SET PROBLEM | Reproduce the stretch from the line containing "task: segment the green foliage" through the end of the entries, changing "separate parts" to "disjoint pieces" and leaving everything else unchanged.

SOURCE MATERIAL |
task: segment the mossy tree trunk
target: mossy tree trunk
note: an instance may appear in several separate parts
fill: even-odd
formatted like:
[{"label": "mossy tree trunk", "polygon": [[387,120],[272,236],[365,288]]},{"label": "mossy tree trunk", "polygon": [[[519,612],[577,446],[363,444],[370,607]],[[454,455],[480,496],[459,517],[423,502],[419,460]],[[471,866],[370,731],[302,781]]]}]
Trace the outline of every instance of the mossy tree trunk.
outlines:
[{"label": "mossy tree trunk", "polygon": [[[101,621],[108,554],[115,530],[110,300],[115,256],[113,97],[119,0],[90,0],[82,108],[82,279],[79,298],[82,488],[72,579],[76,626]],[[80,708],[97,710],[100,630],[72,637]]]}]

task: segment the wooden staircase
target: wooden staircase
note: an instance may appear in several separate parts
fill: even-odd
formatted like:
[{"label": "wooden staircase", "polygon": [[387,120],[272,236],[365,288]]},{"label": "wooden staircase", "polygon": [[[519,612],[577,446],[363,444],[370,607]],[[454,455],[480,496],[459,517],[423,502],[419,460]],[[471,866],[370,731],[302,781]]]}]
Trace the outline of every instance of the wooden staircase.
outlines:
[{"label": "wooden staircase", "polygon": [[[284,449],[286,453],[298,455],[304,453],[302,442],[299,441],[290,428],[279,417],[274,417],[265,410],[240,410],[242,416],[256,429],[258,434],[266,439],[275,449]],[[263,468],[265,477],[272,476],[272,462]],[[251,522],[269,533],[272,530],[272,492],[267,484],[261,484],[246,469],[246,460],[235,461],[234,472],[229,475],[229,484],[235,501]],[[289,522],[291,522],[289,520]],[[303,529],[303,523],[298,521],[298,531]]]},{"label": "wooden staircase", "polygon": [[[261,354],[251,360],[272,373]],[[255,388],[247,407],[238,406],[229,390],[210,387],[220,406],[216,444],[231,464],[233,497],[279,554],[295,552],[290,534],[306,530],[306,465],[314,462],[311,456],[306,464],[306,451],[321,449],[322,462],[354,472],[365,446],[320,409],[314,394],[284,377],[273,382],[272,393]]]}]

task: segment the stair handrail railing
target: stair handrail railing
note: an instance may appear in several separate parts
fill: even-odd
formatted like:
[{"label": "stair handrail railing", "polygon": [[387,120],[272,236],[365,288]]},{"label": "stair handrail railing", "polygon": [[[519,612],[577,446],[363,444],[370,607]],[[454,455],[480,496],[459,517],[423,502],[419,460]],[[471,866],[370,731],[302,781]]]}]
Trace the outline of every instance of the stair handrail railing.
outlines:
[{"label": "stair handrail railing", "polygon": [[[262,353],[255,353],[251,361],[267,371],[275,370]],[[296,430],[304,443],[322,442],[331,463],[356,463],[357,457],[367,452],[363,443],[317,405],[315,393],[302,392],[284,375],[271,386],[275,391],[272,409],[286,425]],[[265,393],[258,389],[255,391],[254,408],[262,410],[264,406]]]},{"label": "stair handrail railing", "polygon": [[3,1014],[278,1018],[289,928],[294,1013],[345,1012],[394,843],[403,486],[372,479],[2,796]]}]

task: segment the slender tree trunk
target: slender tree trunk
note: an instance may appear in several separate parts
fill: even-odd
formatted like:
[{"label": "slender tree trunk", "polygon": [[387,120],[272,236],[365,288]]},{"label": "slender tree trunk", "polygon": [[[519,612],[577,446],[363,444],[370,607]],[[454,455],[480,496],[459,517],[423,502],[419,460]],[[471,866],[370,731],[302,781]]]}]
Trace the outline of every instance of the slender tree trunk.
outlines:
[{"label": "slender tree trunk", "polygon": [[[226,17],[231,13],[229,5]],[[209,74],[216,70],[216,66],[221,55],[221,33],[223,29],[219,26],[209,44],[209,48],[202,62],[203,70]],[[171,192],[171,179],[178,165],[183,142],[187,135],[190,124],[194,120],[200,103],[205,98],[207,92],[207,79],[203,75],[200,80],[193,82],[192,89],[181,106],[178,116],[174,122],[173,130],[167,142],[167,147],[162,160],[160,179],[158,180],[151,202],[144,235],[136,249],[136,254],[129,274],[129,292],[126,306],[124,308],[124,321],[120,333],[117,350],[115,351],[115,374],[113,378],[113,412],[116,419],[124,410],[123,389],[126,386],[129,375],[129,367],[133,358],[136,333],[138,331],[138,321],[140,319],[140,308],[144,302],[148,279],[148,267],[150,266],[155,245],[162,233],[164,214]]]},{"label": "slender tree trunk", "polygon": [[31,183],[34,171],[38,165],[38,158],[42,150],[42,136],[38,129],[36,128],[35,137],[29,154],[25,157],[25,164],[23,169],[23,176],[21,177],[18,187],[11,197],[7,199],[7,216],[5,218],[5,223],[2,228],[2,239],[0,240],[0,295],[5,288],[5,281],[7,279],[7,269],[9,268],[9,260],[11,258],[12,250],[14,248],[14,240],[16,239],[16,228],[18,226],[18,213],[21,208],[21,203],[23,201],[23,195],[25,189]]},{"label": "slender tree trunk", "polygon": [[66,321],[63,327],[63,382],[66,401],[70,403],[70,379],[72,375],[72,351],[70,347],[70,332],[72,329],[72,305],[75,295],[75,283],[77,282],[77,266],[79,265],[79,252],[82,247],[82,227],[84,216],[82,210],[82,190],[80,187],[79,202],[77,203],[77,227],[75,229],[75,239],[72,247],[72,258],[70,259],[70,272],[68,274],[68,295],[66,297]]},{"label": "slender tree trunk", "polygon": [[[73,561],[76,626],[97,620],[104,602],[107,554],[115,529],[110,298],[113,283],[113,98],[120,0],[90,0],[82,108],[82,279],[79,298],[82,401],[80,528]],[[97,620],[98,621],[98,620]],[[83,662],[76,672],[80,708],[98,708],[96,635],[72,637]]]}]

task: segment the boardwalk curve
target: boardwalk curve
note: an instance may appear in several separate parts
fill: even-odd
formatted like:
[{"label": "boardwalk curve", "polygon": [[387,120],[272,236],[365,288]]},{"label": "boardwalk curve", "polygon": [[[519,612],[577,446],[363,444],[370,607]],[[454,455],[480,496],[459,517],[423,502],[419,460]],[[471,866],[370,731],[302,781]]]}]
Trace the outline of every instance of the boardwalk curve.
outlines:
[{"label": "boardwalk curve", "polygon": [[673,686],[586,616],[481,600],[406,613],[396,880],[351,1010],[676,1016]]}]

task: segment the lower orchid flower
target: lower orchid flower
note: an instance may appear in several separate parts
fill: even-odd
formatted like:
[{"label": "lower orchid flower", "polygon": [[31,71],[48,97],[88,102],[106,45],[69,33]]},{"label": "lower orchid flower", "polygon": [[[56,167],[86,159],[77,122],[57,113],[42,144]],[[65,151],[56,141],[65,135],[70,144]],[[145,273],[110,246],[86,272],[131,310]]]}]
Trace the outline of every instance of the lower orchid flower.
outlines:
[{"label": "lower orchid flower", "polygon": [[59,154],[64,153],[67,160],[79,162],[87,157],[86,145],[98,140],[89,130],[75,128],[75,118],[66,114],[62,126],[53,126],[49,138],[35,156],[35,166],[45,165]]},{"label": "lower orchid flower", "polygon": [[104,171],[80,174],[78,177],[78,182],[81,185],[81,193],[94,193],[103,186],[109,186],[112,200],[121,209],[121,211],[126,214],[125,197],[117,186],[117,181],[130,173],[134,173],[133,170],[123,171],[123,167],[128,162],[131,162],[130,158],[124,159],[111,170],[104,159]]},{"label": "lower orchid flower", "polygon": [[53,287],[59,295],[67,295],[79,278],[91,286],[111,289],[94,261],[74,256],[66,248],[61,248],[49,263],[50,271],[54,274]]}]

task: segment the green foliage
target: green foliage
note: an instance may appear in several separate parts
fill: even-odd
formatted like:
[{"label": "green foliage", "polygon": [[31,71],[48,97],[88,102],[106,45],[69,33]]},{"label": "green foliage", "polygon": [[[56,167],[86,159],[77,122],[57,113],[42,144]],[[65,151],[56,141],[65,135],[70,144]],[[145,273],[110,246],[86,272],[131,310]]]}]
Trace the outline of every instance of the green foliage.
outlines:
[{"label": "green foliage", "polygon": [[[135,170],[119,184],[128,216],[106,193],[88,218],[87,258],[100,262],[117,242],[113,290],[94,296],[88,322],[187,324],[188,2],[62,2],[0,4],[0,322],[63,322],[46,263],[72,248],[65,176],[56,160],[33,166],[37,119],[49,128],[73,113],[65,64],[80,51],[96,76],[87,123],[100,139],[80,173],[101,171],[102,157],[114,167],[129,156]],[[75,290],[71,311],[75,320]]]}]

COMPLETE OUTPUT |
task: segment the green foliage
target: green foliage
note: an instance may appear in several disjoint pieces
fill: even-odd
formatted like:
[{"label": "green foliage", "polygon": [[31,71],[48,97],[88,102],[106,45],[69,33]]},{"label": "green foliage", "polygon": [[[56,167],[86,159],[77,122],[57,113],[42,144]],[[65,151],[56,141],[65,135],[70,144]],[[145,273],[110,246],[86,272],[131,310]]]}]
Trace the outline of every instance of the green foliage.
outlines:
[{"label": "green foliage", "polygon": [[[135,170],[119,184],[128,216],[106,193],[88,218],[87,258],[100,262],[117,242],[113,290],[94,296],[88,322],[187,324],[188,2],[62,2],[0,4],[0,322],[63,322],[46,263],[72,248],[65,176],[56,160],[33,166],[37,119],[49,128],[73,113],[65,64],[80,51],[96,76],[87,123],[100,139],[80,173],[101,171],[102,157],[114,167],[129,156]],[[75,290],[71,311],[75,320]]]}]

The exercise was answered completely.